## What the task requires
What lines of the data below hold the string "yellow"? Copy each one out.

Record extracts Start Marker

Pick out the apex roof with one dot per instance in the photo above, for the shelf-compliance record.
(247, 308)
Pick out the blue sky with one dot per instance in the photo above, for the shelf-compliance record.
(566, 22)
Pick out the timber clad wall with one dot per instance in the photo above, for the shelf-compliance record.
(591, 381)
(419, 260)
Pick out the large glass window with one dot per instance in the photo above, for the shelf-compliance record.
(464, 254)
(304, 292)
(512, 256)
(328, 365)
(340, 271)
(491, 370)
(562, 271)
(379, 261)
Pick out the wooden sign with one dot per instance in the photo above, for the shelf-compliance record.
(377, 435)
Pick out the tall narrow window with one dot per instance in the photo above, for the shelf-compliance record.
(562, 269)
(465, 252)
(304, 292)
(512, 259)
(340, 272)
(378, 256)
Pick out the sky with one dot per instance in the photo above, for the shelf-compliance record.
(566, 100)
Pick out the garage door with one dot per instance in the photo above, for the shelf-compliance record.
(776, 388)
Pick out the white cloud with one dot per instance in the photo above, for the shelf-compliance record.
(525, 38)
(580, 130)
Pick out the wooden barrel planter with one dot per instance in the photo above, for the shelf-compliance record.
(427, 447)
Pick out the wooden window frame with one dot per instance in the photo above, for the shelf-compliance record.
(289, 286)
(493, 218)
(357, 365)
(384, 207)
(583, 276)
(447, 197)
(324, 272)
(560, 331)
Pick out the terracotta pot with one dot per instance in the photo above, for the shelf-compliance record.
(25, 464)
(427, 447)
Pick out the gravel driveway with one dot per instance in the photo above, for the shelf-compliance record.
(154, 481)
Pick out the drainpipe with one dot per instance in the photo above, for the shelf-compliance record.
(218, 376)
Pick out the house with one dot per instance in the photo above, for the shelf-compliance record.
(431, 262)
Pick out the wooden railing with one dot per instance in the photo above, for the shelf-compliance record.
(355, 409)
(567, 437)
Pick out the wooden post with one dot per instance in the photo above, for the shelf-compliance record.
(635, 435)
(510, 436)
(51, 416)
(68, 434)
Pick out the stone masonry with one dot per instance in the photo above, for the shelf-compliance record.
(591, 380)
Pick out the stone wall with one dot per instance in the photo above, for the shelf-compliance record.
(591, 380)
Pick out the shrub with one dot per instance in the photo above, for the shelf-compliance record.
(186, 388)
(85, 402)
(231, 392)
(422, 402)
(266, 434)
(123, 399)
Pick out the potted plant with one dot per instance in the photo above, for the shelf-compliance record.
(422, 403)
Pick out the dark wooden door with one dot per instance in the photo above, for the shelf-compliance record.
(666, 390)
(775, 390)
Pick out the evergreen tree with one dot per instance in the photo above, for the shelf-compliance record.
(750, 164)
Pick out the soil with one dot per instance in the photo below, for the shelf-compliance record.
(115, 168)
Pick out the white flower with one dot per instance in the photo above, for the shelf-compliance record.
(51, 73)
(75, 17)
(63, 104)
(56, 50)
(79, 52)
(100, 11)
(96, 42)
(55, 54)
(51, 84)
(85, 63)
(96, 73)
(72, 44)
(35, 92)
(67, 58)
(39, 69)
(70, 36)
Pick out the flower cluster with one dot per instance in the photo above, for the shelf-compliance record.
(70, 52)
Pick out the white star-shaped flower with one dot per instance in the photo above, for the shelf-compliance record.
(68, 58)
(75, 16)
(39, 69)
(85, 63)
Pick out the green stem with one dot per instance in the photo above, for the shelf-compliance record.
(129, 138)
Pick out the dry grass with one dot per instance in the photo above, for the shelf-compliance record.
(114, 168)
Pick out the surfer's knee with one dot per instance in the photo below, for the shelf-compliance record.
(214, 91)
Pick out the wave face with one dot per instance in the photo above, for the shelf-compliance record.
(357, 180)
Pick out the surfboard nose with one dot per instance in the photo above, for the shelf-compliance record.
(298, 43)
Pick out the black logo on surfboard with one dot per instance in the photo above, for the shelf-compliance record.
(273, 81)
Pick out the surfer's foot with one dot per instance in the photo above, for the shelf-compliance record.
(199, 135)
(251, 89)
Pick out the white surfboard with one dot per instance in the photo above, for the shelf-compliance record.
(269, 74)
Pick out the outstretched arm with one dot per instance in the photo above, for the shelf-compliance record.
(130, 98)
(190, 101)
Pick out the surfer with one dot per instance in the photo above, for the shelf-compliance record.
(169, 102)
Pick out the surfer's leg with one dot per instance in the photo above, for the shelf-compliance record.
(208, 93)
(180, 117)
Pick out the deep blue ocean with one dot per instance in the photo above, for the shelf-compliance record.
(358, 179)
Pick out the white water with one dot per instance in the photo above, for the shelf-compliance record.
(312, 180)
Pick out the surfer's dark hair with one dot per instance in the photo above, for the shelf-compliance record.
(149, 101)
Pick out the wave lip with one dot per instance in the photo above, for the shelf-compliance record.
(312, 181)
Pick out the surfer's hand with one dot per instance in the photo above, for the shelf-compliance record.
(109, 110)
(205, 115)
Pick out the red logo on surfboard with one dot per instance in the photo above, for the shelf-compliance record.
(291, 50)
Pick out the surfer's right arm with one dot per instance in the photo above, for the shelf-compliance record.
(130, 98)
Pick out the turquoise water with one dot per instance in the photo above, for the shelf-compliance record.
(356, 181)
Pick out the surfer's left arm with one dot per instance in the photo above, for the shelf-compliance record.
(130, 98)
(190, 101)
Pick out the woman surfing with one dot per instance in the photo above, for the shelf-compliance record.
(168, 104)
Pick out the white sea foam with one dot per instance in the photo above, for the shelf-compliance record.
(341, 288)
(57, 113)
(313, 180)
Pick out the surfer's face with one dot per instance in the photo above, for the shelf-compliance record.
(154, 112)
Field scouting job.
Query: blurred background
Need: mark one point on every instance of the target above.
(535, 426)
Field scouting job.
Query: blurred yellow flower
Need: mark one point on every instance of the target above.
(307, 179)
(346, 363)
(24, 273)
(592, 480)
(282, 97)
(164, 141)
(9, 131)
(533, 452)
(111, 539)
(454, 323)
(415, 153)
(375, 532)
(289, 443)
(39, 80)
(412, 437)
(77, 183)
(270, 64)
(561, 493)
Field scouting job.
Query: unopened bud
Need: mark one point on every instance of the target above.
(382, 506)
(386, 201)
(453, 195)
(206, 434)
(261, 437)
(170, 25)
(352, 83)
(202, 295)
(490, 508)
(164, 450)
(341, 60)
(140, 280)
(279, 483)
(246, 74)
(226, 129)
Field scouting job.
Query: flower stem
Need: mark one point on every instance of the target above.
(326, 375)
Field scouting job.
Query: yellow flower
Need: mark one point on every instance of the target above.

Record extracts End Marker

## Response to this exercise
Query: blurred yellow flower
Query: yellow flower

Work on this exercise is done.